In the data, find each line where the word "driveway" appears and list that line.
#####
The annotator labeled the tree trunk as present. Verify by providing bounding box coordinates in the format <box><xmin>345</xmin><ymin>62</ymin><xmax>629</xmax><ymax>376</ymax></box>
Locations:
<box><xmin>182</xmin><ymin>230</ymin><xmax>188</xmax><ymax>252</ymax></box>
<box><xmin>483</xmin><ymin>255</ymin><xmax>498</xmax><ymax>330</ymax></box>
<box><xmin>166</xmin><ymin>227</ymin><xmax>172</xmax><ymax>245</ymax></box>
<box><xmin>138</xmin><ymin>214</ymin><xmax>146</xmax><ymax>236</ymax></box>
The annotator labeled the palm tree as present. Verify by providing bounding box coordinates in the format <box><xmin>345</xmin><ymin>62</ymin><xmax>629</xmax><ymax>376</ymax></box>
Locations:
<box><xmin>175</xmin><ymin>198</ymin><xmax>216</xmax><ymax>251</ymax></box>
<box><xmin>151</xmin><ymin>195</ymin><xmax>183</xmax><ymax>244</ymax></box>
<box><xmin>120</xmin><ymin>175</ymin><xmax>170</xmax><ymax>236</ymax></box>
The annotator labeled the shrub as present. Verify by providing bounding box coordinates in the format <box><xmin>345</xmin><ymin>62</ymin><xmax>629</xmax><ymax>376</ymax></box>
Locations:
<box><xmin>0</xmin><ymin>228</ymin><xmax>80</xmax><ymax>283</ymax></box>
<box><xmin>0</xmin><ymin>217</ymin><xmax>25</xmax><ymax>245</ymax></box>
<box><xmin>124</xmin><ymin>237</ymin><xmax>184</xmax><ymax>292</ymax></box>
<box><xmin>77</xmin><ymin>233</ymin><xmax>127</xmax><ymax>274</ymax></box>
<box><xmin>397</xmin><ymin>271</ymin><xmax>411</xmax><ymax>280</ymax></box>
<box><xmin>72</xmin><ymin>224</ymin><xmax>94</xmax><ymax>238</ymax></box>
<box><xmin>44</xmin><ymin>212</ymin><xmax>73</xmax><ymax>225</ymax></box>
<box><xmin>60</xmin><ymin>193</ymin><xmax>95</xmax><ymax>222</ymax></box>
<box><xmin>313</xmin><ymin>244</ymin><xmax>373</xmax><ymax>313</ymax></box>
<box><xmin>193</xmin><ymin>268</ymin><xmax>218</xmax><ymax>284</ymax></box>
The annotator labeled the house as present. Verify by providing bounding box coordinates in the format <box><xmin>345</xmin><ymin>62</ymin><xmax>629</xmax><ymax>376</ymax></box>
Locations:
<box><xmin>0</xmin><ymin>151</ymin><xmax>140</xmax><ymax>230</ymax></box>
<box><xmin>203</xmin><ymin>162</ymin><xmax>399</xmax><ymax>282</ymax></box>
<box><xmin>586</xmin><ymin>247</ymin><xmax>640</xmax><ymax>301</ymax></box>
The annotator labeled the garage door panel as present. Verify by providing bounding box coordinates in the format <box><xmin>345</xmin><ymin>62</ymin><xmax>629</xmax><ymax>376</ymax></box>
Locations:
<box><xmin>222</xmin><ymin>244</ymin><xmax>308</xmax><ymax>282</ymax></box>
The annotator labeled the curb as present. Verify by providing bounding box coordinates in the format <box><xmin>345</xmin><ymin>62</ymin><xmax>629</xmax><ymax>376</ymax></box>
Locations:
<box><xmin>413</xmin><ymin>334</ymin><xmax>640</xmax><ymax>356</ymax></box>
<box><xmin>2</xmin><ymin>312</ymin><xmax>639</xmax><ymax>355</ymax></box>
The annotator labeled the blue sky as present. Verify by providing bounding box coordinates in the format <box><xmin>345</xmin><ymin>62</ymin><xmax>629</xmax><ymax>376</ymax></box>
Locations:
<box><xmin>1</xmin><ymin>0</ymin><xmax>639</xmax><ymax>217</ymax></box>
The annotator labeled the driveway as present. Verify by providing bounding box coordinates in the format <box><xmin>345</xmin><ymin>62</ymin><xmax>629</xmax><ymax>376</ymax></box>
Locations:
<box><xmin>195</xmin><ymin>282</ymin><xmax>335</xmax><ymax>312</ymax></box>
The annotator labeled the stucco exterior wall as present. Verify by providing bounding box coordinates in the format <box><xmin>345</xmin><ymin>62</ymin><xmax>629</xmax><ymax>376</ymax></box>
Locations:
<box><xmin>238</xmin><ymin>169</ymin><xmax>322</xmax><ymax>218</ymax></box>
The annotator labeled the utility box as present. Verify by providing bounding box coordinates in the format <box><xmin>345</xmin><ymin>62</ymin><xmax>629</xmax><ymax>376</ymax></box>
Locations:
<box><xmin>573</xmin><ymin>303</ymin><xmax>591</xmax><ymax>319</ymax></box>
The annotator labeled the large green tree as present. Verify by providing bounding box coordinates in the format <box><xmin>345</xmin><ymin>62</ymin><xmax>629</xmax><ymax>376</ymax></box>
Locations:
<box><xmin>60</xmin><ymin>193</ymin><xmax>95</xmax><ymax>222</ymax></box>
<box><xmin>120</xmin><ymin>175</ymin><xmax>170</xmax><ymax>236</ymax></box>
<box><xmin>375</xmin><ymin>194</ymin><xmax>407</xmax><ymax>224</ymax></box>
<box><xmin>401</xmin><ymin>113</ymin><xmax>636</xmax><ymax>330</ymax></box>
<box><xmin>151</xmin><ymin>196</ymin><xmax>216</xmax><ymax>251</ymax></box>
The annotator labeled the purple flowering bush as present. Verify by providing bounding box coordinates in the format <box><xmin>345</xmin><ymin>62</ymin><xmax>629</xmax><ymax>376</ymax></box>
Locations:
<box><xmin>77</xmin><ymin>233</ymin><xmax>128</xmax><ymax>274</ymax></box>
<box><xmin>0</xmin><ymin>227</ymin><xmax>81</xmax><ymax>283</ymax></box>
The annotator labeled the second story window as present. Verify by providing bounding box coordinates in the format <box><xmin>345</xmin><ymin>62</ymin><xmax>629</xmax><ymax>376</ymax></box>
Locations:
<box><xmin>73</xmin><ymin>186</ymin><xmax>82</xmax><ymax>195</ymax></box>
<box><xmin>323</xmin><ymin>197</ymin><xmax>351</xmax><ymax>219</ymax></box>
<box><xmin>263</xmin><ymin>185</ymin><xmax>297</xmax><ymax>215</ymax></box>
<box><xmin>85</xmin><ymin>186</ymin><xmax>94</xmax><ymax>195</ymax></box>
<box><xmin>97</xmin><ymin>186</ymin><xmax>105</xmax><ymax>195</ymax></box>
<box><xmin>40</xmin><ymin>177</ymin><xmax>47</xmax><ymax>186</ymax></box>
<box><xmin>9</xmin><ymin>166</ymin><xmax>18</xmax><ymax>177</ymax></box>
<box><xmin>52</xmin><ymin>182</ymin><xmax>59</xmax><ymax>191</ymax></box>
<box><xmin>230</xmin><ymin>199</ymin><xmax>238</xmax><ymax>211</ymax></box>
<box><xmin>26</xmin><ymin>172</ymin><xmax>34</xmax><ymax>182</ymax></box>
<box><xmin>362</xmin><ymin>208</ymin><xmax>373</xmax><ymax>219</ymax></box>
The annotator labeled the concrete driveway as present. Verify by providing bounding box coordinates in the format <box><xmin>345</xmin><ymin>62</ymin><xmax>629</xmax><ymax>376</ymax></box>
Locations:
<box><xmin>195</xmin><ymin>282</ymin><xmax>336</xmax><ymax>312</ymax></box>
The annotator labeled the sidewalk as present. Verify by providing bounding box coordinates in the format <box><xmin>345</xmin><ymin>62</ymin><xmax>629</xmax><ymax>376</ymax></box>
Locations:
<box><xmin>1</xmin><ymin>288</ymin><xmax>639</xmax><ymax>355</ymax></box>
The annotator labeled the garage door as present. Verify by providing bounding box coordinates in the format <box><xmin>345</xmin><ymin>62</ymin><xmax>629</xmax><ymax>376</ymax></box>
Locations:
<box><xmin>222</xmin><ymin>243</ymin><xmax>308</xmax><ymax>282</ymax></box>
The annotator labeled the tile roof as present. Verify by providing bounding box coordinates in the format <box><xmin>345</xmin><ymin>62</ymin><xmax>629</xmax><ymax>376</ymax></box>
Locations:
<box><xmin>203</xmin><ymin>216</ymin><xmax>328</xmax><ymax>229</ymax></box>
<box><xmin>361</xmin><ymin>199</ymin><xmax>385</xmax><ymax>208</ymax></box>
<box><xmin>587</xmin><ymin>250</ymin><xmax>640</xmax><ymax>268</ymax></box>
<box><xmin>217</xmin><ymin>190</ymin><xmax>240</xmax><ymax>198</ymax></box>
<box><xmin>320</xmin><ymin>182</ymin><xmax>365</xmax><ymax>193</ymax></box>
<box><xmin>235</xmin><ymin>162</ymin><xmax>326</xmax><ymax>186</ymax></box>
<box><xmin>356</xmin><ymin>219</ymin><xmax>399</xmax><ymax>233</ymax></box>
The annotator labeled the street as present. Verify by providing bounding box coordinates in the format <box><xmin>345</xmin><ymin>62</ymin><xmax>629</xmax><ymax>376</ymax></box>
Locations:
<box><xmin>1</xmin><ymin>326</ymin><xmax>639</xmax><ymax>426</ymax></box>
#####
Worked solution
The annotator labeled the driveway as present. Verify by providing bounding box coordinates in the format <box><xmin>345</xmin><ymin>62</ymin><xmax>629</xmax><ymax>376</ymax></box>
The annotator labeled the concrete driveway as present. Verify by providing bounding box coordinates in the format <box><xmin>345</xmin><ymin>62</ymin><xmax>629</xmax><ymax>376</ymax></box>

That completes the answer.